### [Extract provided]
Content starts

Repair and maintenance
Protein molecules are the building blocks of the body. Organs and many tissues are made up of them. For example, the hair, nails, skin, tendons, and muscles all are made up of protein. Because of this, they’re very important in times of growth, development, and repair (after surgery or in some diseases).
Enzymes are protein molecules necessary to carry out all chemical reactions in the body. They’re the most numerous and specific type of protein in the body.
Immune system support
Antibodies are also made up of amino acids manufactured by the immune system to prevent infections, diseases, and illnesses.
Transport and storage
Proteins are also involved in the transport or storage of certain molecules. This is the case of hemoglobin, through which oxygen and ferritin is transported (the latter is a protein that allows iron to be conserved in the liver).
Also, proteins are involved in the synthesis of certain hormones. These, in turn, are involved in many bodily functions. Some of the best known are insulin, growth hormone, secretin, or prolactin.

Content ends

### [Tasks to perform]
A – Summarize the passage on protein functions in two sentences.
B – List every body part that the passage on protein functions gives as an example of something made up of protein.
C – Continue the passage on protein functions from its last sentence.

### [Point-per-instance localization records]
Content starts

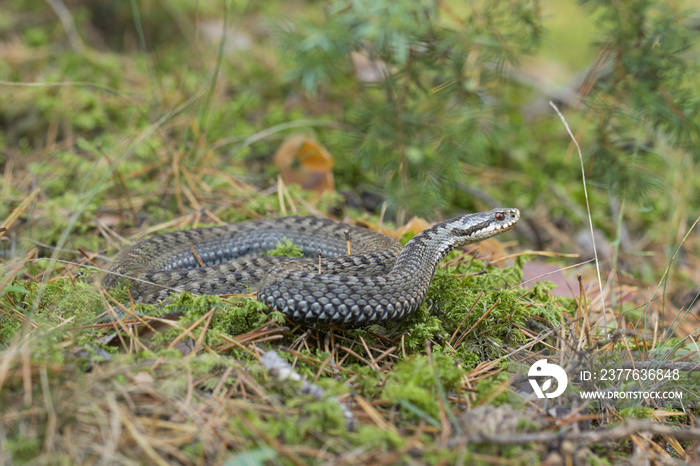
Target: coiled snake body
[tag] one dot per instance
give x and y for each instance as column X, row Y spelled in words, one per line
column 380, row 281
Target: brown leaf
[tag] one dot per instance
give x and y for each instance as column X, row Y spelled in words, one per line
column 306, row 162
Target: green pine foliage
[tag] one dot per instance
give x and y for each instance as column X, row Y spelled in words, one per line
column 435, row 105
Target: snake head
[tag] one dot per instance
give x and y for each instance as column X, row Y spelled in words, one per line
column 470, row 228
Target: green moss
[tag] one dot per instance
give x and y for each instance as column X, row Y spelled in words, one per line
column 288, row 249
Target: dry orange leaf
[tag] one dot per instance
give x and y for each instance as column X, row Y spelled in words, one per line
column 306, row 162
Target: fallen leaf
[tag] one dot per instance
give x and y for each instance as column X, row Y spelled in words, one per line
column 304, row 161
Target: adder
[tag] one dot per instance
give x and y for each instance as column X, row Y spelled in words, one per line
column 380, row 281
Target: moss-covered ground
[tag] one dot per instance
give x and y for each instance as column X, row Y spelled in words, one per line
column 123, row 120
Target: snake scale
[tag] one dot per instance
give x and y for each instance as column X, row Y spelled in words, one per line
column 380, row 281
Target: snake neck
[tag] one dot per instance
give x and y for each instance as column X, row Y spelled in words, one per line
column 426, row 250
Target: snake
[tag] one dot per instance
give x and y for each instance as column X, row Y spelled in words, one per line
column 379, row 281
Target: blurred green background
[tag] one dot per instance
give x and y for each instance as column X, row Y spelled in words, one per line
column 426, row 108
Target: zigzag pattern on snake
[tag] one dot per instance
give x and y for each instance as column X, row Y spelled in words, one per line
column 380, row 281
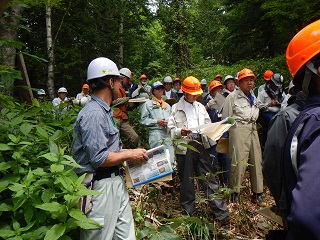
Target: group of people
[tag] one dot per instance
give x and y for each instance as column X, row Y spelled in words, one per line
column 98, row 147
column 81, row 99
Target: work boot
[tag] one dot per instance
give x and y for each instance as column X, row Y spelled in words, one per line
column 223, row 219
column 235, row 197
column 257, row 199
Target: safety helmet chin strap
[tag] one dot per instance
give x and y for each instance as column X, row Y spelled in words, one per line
column 105, row 83
column 310, row 69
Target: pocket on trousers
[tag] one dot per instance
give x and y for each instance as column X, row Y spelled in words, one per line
column 85, row 202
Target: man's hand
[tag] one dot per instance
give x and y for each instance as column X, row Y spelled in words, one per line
column 162, row 122
column 274, row 102
column 138, row 155
column 119, row 101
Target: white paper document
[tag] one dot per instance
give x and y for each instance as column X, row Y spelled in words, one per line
column 156, row 167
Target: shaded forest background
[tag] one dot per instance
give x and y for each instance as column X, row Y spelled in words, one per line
column 158, row 38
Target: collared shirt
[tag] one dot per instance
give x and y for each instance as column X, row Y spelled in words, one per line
column 191, row 114
column 239, row 107
column 95, row 134
column 82, row 95
column 168, row 93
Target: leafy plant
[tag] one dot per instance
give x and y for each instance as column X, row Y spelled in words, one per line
column 38, row 187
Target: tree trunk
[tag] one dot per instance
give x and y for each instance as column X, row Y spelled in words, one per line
column 50, row 49
column 9, row 33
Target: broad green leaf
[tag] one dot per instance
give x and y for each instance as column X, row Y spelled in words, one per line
column 7, row 233
column 51, row 157
column 53, row 147
column 189, row 147
column 55, row 168
column 16, row 121
column 26, row 128
column 42, row 133
column 55, row 232
column 71, row 164
column 25, row 143
column 15, row 225
column 15, row 187
column 4, row 147
column 77, row 214
column 36, row 102
column 88, row 224
column 52, row 207
column 26, row 228
column 28, row 213
column 4, row 207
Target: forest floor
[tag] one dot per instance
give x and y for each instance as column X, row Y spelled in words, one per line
column 156, row 202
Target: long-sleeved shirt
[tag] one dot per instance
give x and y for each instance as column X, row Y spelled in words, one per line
column 302, row 182
column 95, row 134
column 238, row 106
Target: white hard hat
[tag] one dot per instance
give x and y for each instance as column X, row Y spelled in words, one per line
column 101, row 67
column 83, row 101
column 125, row 72
column 203, row 82
column 156, row 85
column 62, row 89
column 227, row 78
column 277, row 79
column 167, row 79
column 41, row 92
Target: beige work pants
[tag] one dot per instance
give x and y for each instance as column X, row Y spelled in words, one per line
column 244, row 149
column 127, row 131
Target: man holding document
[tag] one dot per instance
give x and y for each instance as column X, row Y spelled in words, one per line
column 189, row 114
column 244, row 145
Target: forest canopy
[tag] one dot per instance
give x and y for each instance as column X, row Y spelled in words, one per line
column 158, row 38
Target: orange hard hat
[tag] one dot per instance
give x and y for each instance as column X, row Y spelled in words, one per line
column 143, row 76
column 303, row 46
column 246, row 72
column 214, row 84
column 217, row 76
column 85, row 86
column 267, row 75
column 191, row 85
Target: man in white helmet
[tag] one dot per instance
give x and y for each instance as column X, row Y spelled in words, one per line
column 41, row 94
column 98, row 149
column 121, row 106
column 168, row 93
column 204, row 88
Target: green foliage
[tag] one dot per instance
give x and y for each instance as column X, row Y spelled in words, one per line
column 38, row 187
column 192, row 227
column 141, row 130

Content ends

### [Responses to the exercise]
A – Proteins are the building blocks of the body, making up tissues such as hair, skin, and muscle, and enzymes, which are proteins, carry out all of the body's chemical reactions. Antibodies made of amino acids help prevent infections, and proteins also transport or store molecules such as oxygen and iron and take part in making hormones.

B – Hair, nails, skin, tendons, muscles

C –
This macronutrient is also a source of energy for daily functions. If we consume more than the necessary amount, the body uses the surplus for this purpose.
The composition of proteins is key to distinguishing between complete and incomplete proteins
On a structural level, proteins are chains of amino acids joined together through peptide bonds. That said, knowing some details about amino acids is key to distinguishing between complete and incomplete proteins.
When consumed, protein foods are digested, and free amino acids are absorbed. The cells then use these to create proteins, either in muscle building, hormone synthesis, tissue repair, etc.
Hundreds of amino acids are found in nature, but it’s estimated that only about 20 are needed by the body to perform all its functions. Moreover, of these, nine are considered essential. They’re the following:
They’re known as essential because the body can’t synthesize them by itself. This means that they must be ingested with food. Otherwise, they would not be able to complete all their functions. Plus, they’re differentiated between complete and incomplete according to the quantity and type that each protein chain contains.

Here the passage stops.